----- PAGE TEXT -----

Re: [HACKERS] How can I find a specific collation in pg_collationwhen using ICU?

Поиск
Список
Период
Сортировка
От Peter Geoghegan
Тема Re: [HACKERS] How can I find a specific collation in pg_collationwhen using ICU?
Дата
Msg-id CAH2-Wz=dRsf_qMpHJ5A7pndmpo1sP1MtzrsUpuuNaCCsecCopg@mail.gmail.com
обсуждение исходный текст
Ответ на Re: [HACKERS] How can I find a specific collation in pg_collationwhen using ICU?  ("Tsunakawa, Takayuki" <tsunakawa.takay@jp.fujitsu.com>)
Ответы Re: [HACKERS] How can I find a specific collation in pg_collation when using ICU?  (Tom Lane <tgl@sss.pgh.pa.us>)
Список pgsql-hackers
On Wed, Aug 9, 2017 at 6:19 PM, Tsunakawa, Takayuki
<tsunakawa.takay@jp.fujitsu.com> wrote:
> From: pgsql-hackers-owner@postgresql.org
>> [mailto:pgsql-hackers-owner@postgresql.org] On Behalf Of Peter Eisentraut
>> There are no case-insensitive collations in PostgreSQL (yet).
>
> That's sad news, as I expected ICU to bring its various collation features to PostgreSQL.  I hope it will be easy to
addthem.
 

The reason it is not easy is that text equality is based on strict
binary equality. We would have to teach hash operator classes about
collations to fix this, and make text_eq() hash strxfrm() or
something. That requires special work. You can ask ICU for case
insensitivity with Postgres 10, but the strcmp() tie breaker within
varstr_cmp() will prevent it from being truly case insensitive.

>> The best explanation of the difference that I can understand is here, under
>> "Why do CJK strings sort incorrectly in Unicode?":
>>
>> https://dev.mysql.com/doc/refman/5.5/en/faqs-cjk.html
>
> Thanks a lot.  MysQL seems to have many collations, doesn't it?

----- DATASET ROWS -----

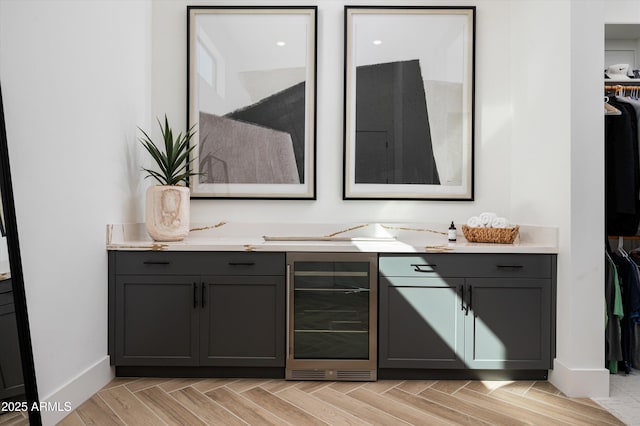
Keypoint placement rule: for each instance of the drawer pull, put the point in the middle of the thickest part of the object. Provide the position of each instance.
(195, 295)
(418, 268)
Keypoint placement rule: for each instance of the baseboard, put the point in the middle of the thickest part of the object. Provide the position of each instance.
(580, 382)
(68, 397)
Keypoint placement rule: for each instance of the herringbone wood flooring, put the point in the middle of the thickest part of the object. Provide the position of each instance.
(151, 401)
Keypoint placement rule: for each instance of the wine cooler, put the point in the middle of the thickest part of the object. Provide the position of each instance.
(332, 316)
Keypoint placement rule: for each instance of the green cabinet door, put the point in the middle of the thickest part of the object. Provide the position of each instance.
(509, 323)
(156, 321)
(421, 322)
(243, 321)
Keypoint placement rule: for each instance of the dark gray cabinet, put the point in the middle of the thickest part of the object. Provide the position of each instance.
(467, 311)
(11, 379)
(197, 309)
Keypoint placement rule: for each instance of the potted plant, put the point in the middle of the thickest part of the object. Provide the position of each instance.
(167, 204)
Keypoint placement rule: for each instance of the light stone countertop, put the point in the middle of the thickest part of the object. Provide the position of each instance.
(329, 237)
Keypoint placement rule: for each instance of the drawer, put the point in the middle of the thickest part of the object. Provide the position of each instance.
(467, 265)
(199, 263)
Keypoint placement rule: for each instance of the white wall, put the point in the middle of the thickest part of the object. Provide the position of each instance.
(75, 84)
(78, 77)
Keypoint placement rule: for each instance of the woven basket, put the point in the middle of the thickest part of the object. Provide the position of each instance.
(490, 235)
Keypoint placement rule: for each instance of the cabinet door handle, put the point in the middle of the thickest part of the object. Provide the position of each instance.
(418, 268)
(289, 351)
(195, 295)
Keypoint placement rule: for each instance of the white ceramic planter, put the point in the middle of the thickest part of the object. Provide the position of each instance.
(167, 212)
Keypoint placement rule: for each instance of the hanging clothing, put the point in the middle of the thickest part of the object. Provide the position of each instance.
(622, 165)
(629, 278)
(614, 314)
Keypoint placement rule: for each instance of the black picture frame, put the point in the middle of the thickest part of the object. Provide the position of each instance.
(252, 97)
(409, 103)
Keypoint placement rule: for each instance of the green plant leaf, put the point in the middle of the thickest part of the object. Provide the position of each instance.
(174, 160)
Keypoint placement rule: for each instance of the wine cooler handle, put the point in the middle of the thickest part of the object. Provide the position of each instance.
(288, 307)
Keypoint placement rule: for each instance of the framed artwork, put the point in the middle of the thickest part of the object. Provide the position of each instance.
(409, 102)
(252, 97)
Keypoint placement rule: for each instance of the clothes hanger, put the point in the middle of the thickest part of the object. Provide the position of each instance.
(610, 109)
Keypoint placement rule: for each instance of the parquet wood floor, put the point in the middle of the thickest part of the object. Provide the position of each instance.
(154, 401)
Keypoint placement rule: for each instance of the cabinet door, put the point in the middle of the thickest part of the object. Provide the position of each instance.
(243, 321)
(421, 322)
(156, 320)
(11, 379)
(508, 326)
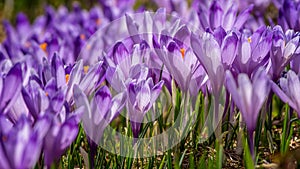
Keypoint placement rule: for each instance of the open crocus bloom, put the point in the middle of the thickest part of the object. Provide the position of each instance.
(142, 94)
(245, 94)
(100, 111)
(290, 90)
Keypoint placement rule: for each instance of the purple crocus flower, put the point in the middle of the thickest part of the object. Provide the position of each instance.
(283, 51)
(245, 94)
(181, 63)
(98, 114)
(216, 54)
(100, 111)
(289, 91)
(289, 15)
(142, 94)
(21, 143)
(35, 98)
(60, 136)
(222, 13)
(253, 51)
(10, 87)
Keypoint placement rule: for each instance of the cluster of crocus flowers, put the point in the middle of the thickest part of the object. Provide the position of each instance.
(47, 90)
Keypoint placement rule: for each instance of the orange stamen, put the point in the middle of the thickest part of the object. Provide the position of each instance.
(43, 46)
(98, 21)
(182, 51)
(67, 78)
(82, 36)
(85, 69)
(249, 40)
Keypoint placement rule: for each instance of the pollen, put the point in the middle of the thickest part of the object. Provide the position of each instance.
(82, 36)
(98, 21)
(182, 51)
(67, 78)
(4, 138)
(85, 69)
(249, 39)
(43, 46)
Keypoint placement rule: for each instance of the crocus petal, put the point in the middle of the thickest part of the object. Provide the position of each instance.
(216, 13)
(230, 17)
(263, 47)
(281, 94)
(132, 29)
(75, 77)
(103, 100)
(243, 16)
(11, 87)
(229, 48)
(58, 71)
(291, 47)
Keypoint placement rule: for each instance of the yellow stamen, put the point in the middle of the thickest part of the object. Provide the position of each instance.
(88, 46)
(43, 46)
(98, 21)
(67, 78)
(182, 51)
(249, 39)
(82, 36)
(85, 69)
(4, 138)
(27, 44)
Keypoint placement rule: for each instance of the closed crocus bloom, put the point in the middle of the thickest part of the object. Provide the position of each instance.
(10, 87)
(60, 136)
(289, 90)
(253, 51)
(222, 13)
(142, 94)
(102, 109)
(283, 50)
(21, 143)
(289, 14)
(208, 52)
(246, 94)
(181, 63)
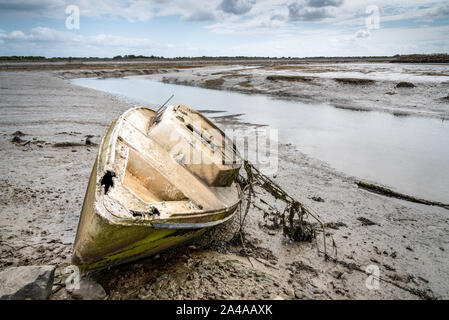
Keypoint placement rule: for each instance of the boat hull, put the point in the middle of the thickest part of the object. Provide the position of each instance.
(103, 240)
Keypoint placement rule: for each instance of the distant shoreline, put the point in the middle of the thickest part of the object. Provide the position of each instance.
(411, 58)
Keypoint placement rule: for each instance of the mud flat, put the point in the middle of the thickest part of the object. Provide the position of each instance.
(44, 175)
(352, 86)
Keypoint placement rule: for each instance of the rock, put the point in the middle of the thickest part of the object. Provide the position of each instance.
(405, 85)
(299, 294)
(317, 199)
(89, 290)
(26, 282)
(17, 139)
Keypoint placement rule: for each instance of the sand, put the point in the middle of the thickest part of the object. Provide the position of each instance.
(42, 189)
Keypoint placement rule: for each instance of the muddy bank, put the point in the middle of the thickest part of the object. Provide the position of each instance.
(42, 188)
(364, 87)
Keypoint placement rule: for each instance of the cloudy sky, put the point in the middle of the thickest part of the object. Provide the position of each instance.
(171, 28)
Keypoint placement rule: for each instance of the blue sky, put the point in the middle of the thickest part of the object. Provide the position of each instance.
(171, 28)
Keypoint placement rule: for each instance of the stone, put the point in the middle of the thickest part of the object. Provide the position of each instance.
(26, 282)
(89, 290)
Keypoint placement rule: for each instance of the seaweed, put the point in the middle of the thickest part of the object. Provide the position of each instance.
(294, 217)
(393, 194)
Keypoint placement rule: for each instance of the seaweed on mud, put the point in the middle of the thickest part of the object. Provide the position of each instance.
(289, 78)
(393, 194)
(354, 81)
(294, 216)
(405, 84)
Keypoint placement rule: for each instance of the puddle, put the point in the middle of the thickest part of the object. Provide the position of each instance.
(408, 154)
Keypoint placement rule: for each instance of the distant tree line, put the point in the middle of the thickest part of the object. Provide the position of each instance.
(410, 58)
(424, 58)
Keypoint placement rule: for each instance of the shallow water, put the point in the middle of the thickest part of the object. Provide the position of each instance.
(408, 154)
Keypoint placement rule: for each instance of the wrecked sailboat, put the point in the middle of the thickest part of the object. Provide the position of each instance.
(159, 180)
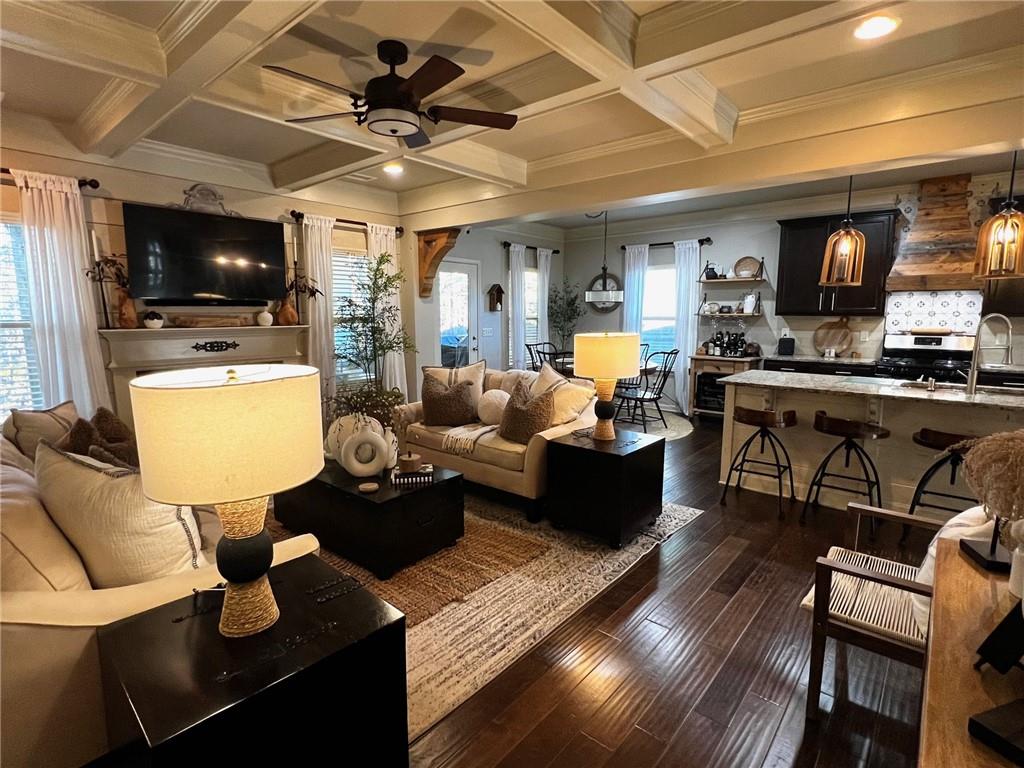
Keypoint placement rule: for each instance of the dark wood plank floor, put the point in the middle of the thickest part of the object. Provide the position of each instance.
(697, 656)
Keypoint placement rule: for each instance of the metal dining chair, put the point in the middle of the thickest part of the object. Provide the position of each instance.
(635, 402)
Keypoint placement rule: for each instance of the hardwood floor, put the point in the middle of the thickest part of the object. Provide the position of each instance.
(697, 656)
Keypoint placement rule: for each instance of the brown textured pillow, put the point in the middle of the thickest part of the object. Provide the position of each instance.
(448, 407)
(525, 416)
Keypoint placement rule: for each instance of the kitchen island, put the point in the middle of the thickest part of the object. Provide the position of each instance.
(901, 407)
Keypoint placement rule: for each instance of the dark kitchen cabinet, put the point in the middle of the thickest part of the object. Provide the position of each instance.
(802, 247)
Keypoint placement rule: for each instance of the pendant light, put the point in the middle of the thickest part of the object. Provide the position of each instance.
(1000, 250)
(844, 262)
(605, 293)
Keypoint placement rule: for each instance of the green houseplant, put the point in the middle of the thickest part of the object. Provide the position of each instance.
(565, 306)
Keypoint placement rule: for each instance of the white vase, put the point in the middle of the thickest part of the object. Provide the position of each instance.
(1017, 571)
(365, 454)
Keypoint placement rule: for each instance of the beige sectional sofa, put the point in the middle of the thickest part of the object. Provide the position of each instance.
(495, 462)
(51, 698)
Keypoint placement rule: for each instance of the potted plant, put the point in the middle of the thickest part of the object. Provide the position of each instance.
(371, 329)
(565, 306)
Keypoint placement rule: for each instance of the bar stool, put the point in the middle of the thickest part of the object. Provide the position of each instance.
(765, 421)
(944, 441)
(851, 431)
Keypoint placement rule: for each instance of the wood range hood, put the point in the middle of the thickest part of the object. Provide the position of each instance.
(938, 252)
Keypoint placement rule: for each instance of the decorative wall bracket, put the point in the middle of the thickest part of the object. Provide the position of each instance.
(432, 246)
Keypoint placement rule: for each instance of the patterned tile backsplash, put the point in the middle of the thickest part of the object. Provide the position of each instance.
(958, 310)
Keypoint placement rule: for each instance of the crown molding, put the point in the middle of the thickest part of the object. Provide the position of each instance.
(960, 68)
(610, 147)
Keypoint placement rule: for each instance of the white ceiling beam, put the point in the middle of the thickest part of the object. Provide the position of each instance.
(684, 105)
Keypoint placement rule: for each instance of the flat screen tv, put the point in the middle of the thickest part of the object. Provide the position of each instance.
(184, 257)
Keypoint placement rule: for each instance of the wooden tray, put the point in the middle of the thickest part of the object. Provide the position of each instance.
(836, 335)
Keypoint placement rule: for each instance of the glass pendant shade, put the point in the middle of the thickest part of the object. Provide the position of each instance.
(844, 262)
(1000, 251)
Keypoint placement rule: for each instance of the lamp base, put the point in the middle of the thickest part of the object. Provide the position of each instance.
(605, 410)
(244, 557)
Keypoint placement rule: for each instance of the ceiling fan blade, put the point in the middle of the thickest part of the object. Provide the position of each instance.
(312, 81)
(473, 117)
(317, 118)
(435, 73)
(417, 140)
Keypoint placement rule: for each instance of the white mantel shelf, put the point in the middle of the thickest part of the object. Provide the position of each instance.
(132, 352)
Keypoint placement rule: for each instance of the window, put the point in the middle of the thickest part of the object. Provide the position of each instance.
(659, 308)
(19, 380)
(348, 269)
(532, 322)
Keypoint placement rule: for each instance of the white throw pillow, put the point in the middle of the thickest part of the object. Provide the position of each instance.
(122, 537)
(972, 524)
(570, 399)
(492, 406)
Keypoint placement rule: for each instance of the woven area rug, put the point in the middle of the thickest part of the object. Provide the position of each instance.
(516, 583)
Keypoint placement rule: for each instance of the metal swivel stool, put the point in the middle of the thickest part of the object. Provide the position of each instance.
(851, 431)
(765, 421)
(952, 456)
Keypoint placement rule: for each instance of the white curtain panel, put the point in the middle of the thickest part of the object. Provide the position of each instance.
(381, 239)
(636, 275)
(543, 286)
(687, 301)
(316, 251)
(517, 303)
(64, 312)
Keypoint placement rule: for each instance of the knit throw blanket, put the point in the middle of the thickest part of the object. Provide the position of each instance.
(462, 440)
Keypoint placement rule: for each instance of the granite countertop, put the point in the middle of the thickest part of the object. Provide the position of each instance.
(871, 387)
(821, 358)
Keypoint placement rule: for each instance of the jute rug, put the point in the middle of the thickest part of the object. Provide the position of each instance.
(512, 583)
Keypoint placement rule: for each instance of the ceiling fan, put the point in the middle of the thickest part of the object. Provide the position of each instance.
(391, 103)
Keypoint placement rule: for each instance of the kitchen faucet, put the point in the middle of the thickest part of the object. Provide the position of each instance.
(1008, 349)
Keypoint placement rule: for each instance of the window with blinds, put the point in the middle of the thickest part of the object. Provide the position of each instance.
(530, 334)
(19, 379)
(348, 269)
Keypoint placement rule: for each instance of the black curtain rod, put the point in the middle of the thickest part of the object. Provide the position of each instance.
(298, 215)
(506, 244)
(700, 242)
(90, 182)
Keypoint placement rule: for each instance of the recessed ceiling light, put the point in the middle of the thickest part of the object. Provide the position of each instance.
(876, 27)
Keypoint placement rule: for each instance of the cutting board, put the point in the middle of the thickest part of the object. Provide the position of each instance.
(834, 335)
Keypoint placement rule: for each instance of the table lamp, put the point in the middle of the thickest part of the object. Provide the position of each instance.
(606, 357)
(230, 437)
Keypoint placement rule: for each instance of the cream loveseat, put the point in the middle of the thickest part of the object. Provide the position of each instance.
(51, 698)
(495, 462)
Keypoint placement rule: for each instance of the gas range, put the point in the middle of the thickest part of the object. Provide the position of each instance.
(912, 357)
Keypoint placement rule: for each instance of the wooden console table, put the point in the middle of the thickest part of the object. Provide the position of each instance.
(968, 604)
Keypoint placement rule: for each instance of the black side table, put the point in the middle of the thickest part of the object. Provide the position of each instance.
(327, 681)
(609, 488)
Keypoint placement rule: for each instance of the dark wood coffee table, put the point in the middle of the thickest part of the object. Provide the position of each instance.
(609, 488)
(383, 531)
(329, 675)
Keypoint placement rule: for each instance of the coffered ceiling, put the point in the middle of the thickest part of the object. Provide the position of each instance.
(619, 101)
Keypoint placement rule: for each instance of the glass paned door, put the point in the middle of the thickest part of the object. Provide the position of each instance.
(458, 299)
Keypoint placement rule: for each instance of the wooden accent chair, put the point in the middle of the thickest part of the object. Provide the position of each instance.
(865, 601)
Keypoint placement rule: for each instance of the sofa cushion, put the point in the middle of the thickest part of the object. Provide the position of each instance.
(491, 449)
(451, 376)
(35, 556)
(570, 398)
(525, 416)
(448, 406)
(122, 537)
(27, 428)
(492, 406)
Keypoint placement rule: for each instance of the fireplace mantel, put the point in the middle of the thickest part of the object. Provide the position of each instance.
(131, 352)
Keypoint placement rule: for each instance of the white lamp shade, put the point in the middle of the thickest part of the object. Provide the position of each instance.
(607, 355)
(209, 435)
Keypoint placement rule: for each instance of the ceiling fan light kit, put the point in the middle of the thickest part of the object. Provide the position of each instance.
(390, 105)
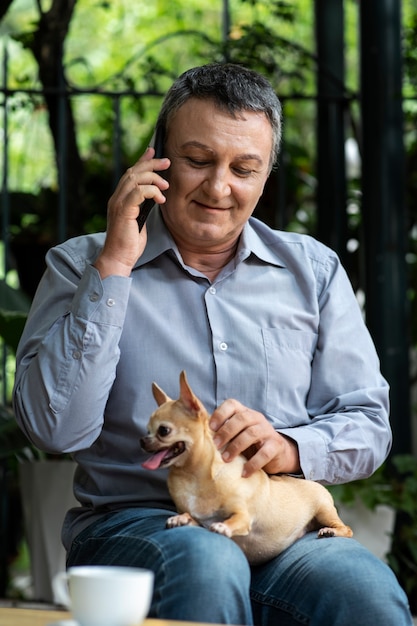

-----

WRITTEN INSTRUCTION 1:
Translate this sentence from the PostgreSQL collation thread into Spanish: "The reason it is not easy is that text equality is based on strict binary equality."
WRITTEN INSTRUCTION 2:
Extend the PostgreSQL collation thread past its last line.

EXERCISE RESPONSE 1:
La razón por la que no es fácil es que la igualdad de texto se basa en una igualdad binaria estricta.

EXERCISE RESPONSE 2:
Well, it depends on how you define collation, which actually gets
quite complicated with ICU. You can combine certain options together
with great flexibility, it seems (see my e-mail from earlier today --
"What users can do with custom ICU collations in Postgres 10"). Let's
assume that there are 10 distinct options for each locale that each
independently affect sort order for the base collation of the locale.
I believe that there are at least 10 such options that change things,
and maybe a lot more. Theoretically, this means that there are an
absolutely enormous number of possible collations with ICU.

Now, I wouldn't *actually* say that we have many thousands of
collations with ICU, because that doesn't seem like a sensible way to
explain ICU Postgres collations. The way that we think about this from
using libc doesn't work well for ICU. Instead, I would say that we
have hundreds of locales (not collations), each of which support some
variant options (e.g., traditional Spanish sort order, alternative
Japanese sort order, pictographic emoji sorting), with some further
generic options for varying how case it handled, how numbers are
handled, and other things like that.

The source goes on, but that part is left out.